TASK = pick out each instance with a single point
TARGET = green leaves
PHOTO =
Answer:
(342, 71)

* * * *

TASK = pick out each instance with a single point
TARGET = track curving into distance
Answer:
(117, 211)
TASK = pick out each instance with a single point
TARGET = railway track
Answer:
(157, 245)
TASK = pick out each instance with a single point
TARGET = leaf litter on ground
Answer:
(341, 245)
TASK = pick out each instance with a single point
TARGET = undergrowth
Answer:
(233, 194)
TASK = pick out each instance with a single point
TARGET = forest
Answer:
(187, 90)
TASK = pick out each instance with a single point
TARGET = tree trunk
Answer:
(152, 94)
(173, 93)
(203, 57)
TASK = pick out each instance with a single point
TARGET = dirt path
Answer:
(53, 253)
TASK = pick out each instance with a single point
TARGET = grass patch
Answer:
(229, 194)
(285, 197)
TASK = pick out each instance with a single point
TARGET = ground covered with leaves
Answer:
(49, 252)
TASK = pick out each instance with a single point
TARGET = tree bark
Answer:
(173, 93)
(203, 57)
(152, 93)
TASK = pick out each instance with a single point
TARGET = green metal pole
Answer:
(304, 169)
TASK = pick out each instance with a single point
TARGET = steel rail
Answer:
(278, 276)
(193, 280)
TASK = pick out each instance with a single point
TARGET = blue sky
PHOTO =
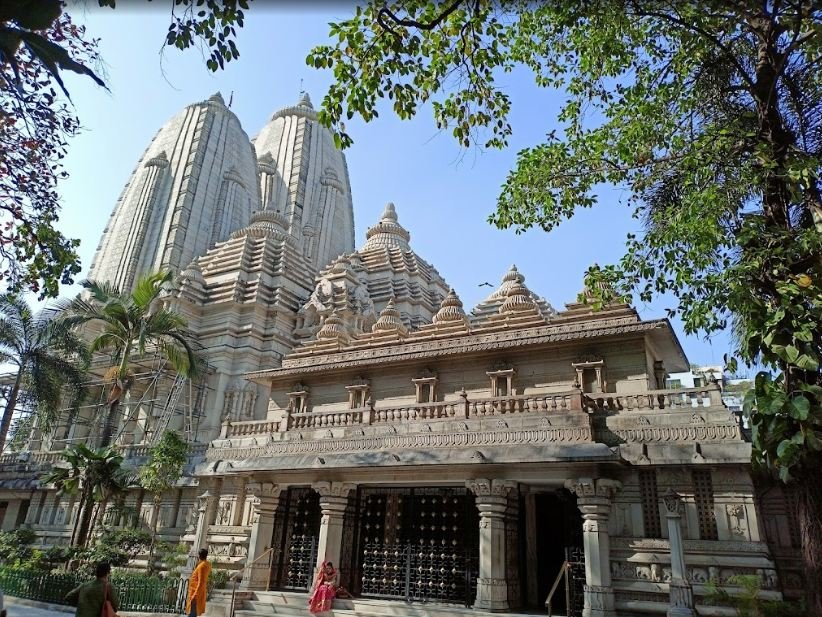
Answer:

* * * *

#### REQUIRED WORK:
Count the lines of the material above that contain the string "green", with case significant. Reply with the number alone.

#### EXPECTED ANSWER:
2